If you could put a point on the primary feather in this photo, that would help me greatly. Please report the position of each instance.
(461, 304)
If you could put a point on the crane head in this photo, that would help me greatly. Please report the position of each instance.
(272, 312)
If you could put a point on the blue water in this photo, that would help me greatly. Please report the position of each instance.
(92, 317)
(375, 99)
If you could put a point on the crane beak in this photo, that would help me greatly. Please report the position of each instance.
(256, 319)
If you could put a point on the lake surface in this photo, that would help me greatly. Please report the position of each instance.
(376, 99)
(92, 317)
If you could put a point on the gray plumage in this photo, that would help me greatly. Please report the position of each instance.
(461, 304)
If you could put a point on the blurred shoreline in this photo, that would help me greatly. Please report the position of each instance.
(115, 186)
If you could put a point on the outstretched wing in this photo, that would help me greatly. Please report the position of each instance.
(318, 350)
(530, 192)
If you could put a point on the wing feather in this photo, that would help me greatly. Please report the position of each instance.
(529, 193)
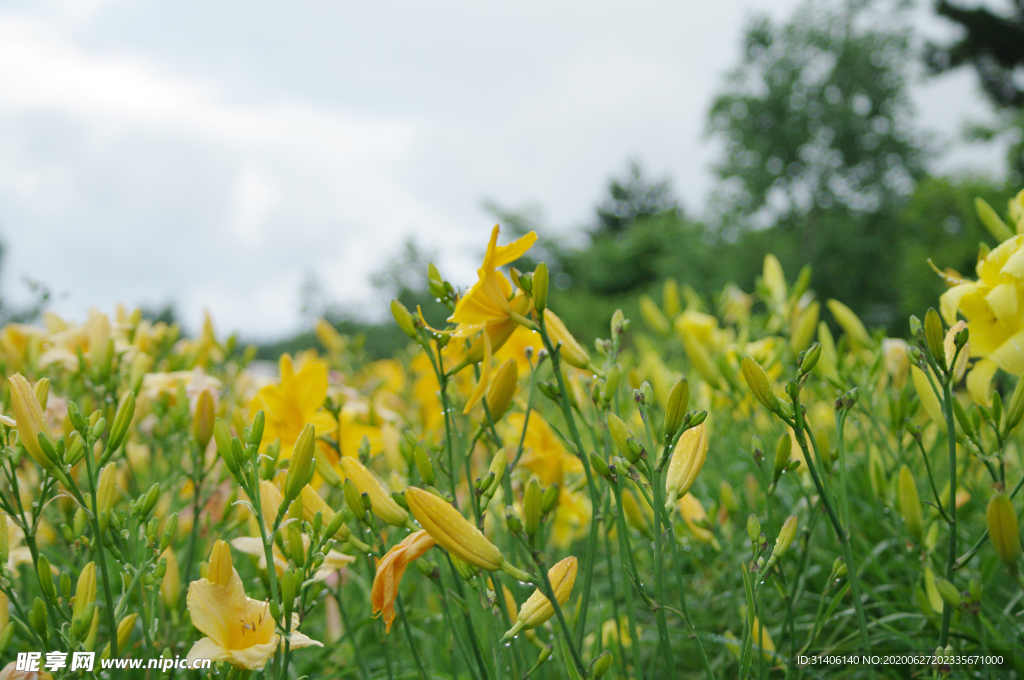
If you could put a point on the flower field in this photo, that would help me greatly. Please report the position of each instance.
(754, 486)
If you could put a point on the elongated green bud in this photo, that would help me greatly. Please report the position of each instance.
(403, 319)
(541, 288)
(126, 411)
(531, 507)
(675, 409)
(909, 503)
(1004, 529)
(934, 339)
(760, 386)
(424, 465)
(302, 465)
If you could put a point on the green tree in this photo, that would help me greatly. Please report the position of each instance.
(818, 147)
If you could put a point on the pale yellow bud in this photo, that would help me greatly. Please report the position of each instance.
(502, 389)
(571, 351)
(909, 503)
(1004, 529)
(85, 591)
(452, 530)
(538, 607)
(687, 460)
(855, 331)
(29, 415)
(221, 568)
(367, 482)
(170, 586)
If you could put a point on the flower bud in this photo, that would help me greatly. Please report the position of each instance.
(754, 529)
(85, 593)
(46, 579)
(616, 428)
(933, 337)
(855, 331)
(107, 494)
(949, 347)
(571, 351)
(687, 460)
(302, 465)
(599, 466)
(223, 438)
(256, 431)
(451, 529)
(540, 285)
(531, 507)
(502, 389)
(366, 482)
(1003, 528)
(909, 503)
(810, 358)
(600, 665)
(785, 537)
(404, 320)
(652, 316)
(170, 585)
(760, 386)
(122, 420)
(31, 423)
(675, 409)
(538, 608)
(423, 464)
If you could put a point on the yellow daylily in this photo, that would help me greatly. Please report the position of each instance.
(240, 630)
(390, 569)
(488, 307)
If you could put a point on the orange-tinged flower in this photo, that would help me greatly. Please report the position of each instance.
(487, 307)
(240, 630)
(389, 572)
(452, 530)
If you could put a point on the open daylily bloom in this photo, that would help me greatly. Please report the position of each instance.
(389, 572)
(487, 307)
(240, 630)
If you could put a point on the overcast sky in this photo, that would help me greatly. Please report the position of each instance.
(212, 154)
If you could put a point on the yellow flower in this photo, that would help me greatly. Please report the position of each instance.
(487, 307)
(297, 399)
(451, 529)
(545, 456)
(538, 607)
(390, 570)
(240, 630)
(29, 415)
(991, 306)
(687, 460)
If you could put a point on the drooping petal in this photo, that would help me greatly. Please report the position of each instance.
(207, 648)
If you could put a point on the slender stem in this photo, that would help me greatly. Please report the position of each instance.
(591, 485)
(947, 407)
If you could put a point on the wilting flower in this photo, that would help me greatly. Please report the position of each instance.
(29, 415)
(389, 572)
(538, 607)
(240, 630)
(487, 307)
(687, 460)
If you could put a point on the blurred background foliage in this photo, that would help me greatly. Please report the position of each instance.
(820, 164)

● ● ● ● ● ● ●

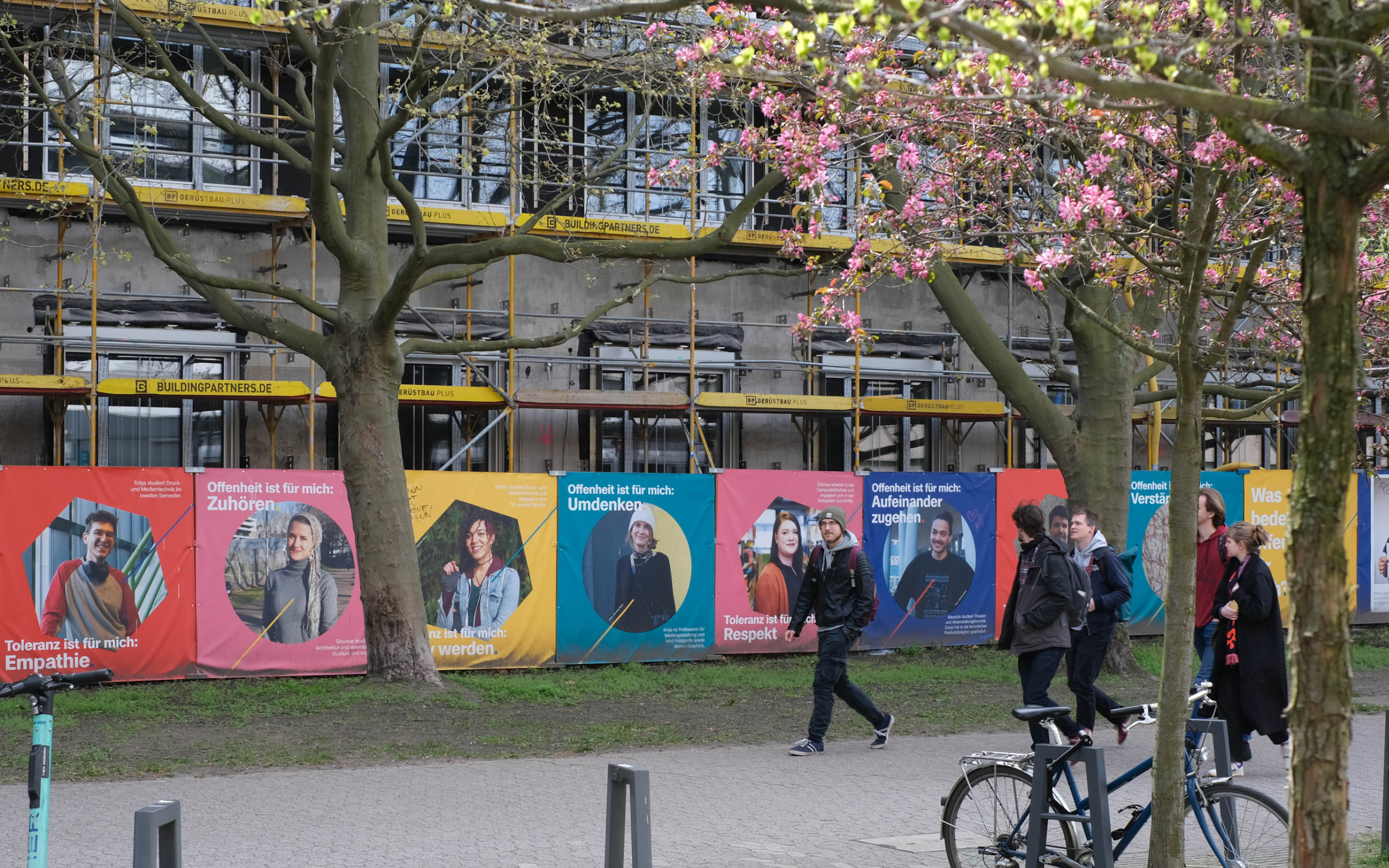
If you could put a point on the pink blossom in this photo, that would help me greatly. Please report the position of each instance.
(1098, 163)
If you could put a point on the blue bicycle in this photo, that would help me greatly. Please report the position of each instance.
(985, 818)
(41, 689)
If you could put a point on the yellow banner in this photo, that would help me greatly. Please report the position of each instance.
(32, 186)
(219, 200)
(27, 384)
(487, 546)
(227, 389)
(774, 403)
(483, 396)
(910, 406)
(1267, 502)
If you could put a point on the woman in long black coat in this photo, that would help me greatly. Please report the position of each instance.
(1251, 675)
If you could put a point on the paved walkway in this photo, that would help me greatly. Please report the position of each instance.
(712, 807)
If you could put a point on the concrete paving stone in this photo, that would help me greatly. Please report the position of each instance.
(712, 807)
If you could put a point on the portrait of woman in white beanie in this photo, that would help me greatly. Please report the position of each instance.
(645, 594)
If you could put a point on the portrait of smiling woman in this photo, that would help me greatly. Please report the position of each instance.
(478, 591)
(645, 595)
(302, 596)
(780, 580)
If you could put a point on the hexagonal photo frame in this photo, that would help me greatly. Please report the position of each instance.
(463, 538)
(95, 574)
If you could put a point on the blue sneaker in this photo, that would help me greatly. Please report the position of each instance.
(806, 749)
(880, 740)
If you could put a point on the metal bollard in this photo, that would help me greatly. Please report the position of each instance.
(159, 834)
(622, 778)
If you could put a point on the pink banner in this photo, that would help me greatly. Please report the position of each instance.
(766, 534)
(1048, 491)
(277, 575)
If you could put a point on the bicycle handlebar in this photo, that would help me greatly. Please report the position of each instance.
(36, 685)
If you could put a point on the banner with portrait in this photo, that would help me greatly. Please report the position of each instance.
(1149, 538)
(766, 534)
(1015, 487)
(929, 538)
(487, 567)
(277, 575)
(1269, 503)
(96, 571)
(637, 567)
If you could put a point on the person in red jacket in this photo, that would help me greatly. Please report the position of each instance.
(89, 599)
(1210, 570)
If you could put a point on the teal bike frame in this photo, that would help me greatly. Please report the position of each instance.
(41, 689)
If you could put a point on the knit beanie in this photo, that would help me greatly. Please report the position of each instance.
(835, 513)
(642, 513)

● ● ● ● ● ● ●

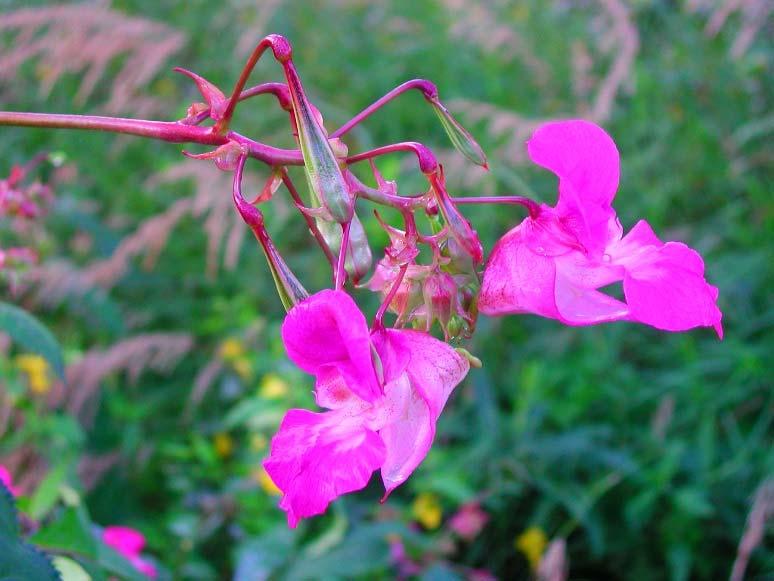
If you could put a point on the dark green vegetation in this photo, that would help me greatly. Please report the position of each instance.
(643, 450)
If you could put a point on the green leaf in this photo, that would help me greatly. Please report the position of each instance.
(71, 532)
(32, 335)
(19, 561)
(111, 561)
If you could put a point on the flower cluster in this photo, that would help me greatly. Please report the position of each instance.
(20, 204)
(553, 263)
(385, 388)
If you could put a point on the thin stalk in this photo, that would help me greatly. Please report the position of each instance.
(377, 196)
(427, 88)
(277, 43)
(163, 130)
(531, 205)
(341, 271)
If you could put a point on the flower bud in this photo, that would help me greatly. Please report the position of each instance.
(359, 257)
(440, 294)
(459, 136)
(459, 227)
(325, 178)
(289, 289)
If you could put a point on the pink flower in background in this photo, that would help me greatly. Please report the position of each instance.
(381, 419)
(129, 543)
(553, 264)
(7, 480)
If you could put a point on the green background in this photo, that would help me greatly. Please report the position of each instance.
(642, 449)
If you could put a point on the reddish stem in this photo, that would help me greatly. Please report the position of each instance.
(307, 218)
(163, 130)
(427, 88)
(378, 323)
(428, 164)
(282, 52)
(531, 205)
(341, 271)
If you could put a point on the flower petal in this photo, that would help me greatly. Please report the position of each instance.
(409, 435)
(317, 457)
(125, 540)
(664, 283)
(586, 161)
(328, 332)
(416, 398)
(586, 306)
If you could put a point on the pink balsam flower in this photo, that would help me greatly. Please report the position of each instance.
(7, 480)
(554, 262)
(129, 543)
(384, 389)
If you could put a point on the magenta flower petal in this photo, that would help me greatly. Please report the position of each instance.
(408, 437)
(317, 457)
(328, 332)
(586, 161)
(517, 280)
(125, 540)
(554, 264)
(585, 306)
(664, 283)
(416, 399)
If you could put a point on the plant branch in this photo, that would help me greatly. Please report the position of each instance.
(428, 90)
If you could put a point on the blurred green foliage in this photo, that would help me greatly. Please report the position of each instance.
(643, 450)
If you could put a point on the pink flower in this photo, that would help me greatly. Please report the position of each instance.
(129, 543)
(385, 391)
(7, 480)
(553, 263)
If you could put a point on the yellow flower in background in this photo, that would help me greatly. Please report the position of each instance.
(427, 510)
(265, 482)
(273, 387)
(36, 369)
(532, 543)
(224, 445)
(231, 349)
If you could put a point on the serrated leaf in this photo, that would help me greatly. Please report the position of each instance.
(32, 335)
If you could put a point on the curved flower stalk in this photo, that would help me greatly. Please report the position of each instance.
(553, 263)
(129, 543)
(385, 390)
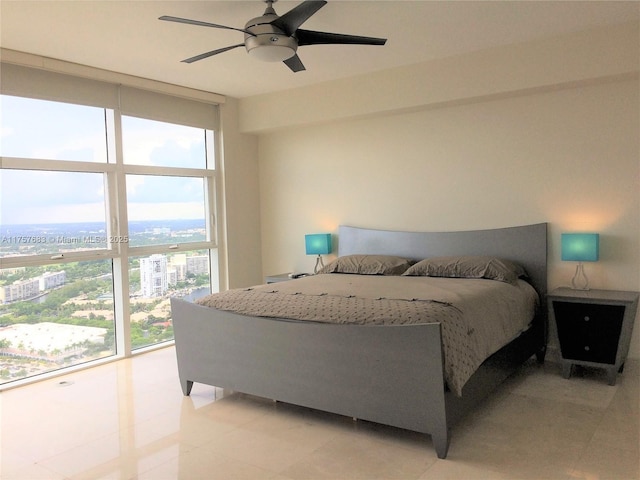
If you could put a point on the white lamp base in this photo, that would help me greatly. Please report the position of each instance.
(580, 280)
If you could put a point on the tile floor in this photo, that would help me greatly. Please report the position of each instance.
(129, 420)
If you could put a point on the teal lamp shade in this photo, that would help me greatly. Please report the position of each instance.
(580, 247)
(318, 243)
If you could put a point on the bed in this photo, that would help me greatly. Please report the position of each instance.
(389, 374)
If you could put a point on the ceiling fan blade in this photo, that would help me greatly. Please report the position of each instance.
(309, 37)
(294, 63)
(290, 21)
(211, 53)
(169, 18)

● ● ● ● ● ● ●

• [Problem to work on]: Select and copy every line of the items above that contains the string "stalk", treating uppercase and lowercase letters as different.

• [Exercise answer]:
If you could put a point on the thin stalk in this photo, that would help me greatly. Please report the position of each instance.
If you could put a point on the curved flower stalk in this photo, that would help me greatly. Please report the position of each instance.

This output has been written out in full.